# Items start

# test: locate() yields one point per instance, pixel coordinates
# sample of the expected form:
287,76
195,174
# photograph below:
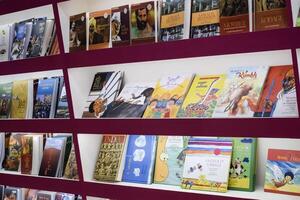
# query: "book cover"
5,99
170,156
270,15
143,23
120,26
278,97
110,161
234,16
131,102
140,157
171,20
243,164
99,29
283,172
207,164
168,96
201,99
241,92
205,19
77,39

# Items end

Task:
Reproduce the records above with "book cover" substituted by "magazine cover", leaving every other line unaltered and omitting the pictures.

Final result:
# test: locate() yields one point per instance, pixel coordinates
# sample of the expected form:
287,76
195,174
# photograph below:
# query: "magazine cover"
5,99
170,156
270,15
143,23
120,26
278,97
110,161
234,16
131,102
140,157
171,20
243,164
99,29
283,172
207,164
168,96
201,99
241,92
205,19
77,39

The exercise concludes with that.